Задания:
1. Перечислите все газеты, упомянутые в тексте о романе «Пути небесные» ниже.
2. Допишите продолжение текста о романе «Пути небесные» после его последнего предложения.

Фрагмент документа:
В.А. Вейденгаммер (1843–1916) был дядей супруги Шмелева, и писатель хорошо знал его жизненный путь. Воссоздав черты личности, детали биографии и даже сохранив имена реальных людей, Шмелев создал книгу, стоящую на грани между художественным произведением и документальным повествованием.
Изначально «Пути небесные» были задуманы как несколько очерков об истории Вейденгаммера и Дариньки и предназначались для газеты «Православная Русь», выпускаемой монастырем – братством прп. Иова Почаевского. Замысел родился из желания рассказать «историю одной чудесной жизни, жизни родного дяди Олиного, что слыхал, что сам видал, что… снилось»[1]. Приступив к работе, Шмелев понял, что это история «не для монахов»[2], и начал публиковать их одновременно в газетах «Возрождение» и «Сегодня» в марте 1935 года.
После написания четвертого очерка «Грехопадение» 26 апреля Шмелев замечает, что «голый факт», лежащий в основе, надо «облечь ризами», «надо вот теперь изображать, как тянули друг дружку и кто кого и куда вытянул… “качание” было… от Содома к Мадонне. Будут теперь страшные падения, богохульства, кощунства, надрывы и взрывы, до “сапогом в икону”, – и чудеса, много чудес. И – страдания»[3]. Заметим, что уже здесь отчетливо различимы идейные доминанты творчества Достоевского.
К середине июня вызревает замысел романа и в общих чертах складывается фабула событий, составившая впоследствии два тома романа: «Думал в 3–4 очерка “Пути” кончу, а они беспутно бродят и превращаются в роман. Чую что-то, блестит в душе, а я не уразумею, как побреду дальше. Пойдут бега, Большой театр… листораны, цветы, вокзалы, гитара, стихи, “подходы” гусара, “жизнь”, вбирающая ее… но не отдам на позор, клянусь!.. Сам… влюбился в Дариньку… Предвкушаю… как все развернется, как я их вывезу в Мценск, как я его буду морить… как он будет кощунствовать, как она будет трепетать и как явится… монашек из Оптиной… И сие только ведь первые три года жития ихнего!.. Завезу ее, после монастырей… на Аму-Дарью! Да сбудется реченное – не скажу, что, а – хвакт. Ибо основа – все хвакт. Читаю пока, между делом, о “старцах” – готовлюсь!»[4]
Фабула романа в дальнейшем воплотилась в точном соответствии с этим планом. Очерки стали первыми главами нового романа.
В газете «Сегодня» были опубликованы лишь первые три главы, целиком первый том публиковался в «Возрождении» с марта 1935 г. по июнь 1936 г., а в 1937 г. вышел отдельным изданием (с теми же названиями глав, кроме главы 31, название которой «В Петербурге» было заменено на «Попущение»).

Содержимое набора данных:
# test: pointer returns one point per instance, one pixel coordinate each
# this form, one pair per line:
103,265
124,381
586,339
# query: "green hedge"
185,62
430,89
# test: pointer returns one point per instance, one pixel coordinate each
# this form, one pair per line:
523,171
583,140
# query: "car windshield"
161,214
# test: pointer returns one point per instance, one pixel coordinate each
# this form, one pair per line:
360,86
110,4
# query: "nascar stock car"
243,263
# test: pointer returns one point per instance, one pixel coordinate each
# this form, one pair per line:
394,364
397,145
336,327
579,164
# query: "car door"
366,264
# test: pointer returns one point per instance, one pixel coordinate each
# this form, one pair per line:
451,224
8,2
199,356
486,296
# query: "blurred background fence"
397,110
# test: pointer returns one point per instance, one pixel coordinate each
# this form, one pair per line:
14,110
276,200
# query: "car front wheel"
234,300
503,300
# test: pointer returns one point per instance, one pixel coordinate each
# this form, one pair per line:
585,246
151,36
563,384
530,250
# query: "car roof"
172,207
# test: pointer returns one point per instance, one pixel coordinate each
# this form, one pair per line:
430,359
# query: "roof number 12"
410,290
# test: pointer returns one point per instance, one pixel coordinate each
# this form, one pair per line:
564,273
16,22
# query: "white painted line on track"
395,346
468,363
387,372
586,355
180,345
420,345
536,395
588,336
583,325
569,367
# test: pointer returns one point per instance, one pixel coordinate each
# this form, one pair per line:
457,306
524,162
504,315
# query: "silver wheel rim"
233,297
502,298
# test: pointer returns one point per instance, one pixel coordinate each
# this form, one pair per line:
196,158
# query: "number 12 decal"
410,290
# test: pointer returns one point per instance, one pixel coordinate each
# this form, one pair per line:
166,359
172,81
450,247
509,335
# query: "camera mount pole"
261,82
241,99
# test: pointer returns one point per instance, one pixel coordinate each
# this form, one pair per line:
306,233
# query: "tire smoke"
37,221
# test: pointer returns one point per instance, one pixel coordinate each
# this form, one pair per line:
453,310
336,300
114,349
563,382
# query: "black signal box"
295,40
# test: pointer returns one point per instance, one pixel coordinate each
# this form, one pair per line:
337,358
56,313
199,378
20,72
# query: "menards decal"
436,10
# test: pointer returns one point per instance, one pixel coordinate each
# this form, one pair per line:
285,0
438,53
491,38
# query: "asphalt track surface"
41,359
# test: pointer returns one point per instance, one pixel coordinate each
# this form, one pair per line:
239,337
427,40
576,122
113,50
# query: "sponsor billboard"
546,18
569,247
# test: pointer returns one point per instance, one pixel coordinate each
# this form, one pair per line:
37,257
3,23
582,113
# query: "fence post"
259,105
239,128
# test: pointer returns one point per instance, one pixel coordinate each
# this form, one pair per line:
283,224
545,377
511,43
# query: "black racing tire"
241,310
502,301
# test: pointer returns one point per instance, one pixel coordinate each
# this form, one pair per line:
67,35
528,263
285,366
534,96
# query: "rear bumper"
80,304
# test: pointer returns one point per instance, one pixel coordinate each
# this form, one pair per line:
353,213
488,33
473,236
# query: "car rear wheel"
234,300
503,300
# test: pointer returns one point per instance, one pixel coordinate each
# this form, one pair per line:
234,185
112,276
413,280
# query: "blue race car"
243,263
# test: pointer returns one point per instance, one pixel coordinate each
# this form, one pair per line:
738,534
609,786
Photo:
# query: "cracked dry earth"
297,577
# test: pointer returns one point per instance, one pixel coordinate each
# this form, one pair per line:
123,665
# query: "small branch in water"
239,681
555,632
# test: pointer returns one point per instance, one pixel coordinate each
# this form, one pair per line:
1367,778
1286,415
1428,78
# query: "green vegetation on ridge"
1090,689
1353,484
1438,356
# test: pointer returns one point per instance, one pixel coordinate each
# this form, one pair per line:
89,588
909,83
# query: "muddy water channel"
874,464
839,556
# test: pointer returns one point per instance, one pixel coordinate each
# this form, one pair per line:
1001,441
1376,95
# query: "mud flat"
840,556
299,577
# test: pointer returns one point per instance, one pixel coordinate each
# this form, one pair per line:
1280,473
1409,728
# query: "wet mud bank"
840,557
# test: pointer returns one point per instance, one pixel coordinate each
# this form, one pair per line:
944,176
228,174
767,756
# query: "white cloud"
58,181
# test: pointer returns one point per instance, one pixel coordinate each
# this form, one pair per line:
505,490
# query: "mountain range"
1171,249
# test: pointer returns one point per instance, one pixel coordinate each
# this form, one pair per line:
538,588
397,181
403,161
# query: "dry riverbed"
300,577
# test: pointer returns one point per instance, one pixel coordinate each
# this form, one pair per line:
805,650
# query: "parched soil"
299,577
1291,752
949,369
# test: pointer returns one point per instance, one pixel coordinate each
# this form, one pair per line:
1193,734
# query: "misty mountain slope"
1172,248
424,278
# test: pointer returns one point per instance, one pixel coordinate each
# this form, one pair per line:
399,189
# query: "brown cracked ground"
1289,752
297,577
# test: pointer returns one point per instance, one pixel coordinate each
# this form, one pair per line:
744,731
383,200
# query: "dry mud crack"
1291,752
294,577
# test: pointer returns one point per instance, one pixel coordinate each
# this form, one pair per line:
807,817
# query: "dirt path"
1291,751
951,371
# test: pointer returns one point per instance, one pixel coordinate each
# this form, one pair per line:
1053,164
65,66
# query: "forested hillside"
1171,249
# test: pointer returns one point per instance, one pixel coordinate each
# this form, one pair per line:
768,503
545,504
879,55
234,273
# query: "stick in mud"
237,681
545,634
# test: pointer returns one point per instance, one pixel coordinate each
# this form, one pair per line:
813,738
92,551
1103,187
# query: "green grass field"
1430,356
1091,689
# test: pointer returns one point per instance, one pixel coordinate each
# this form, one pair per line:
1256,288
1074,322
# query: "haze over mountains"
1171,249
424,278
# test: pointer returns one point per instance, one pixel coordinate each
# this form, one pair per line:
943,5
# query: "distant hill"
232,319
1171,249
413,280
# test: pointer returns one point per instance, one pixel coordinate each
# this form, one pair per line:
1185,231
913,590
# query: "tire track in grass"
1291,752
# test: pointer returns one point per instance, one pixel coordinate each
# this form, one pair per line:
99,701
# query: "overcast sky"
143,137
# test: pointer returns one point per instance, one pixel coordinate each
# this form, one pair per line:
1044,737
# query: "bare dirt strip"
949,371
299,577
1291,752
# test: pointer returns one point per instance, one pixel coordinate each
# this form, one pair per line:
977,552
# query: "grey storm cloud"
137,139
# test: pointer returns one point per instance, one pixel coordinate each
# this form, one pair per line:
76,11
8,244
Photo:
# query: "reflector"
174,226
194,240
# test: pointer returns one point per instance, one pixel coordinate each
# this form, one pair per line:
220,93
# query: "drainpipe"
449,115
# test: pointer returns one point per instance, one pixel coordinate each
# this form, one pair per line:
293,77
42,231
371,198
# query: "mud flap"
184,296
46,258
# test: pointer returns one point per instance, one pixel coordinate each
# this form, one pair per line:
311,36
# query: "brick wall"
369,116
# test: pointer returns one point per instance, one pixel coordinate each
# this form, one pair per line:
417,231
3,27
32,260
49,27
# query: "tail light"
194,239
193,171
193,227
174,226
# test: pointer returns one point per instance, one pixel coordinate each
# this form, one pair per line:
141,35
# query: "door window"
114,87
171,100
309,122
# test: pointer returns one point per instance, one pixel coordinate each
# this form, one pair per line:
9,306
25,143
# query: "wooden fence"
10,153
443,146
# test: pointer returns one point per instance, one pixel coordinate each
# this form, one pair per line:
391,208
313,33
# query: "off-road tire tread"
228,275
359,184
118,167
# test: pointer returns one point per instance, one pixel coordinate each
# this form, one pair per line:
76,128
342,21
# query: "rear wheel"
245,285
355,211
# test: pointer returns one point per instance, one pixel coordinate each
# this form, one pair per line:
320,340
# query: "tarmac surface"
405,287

Ответы:
1. «Православная Русь», «Возрождение», «Сегодня».

2.
Над вторым томом Шмелев работал с марта 1944 г. по январь 1947 г. 13 февраля 1946 г. он показал первую редакцию второй книги «Путей небесных» И.А. Ильину, после замечаний которого («не умиляй, дай самому умилиться. Восторг автора убивает… самородящийся восторг читателя») и пожелания убрать одну сцену, в декабре 1946 г. правит том, вычеркивая из 300 страниц около сотни: «Я подсушил, вытер слезы и охладил порывы. Ахнул, сколько там сахарину! Ну и полущил… Вырезал, не щадя. Стало, кажется, лучше, чище»[5]. Отдельным изданием второй том вышел в 1948 г.
В читательской среде роман сразу приобрел большой успех. Номера газет с первыми главами расходились мгновенно, Шмелев получал письма с пожеланиями и даже требованиями, как развивать судьбы героев[6].
Оценки критики были диаметрально противоположны, причем они касались самого существенного в книге.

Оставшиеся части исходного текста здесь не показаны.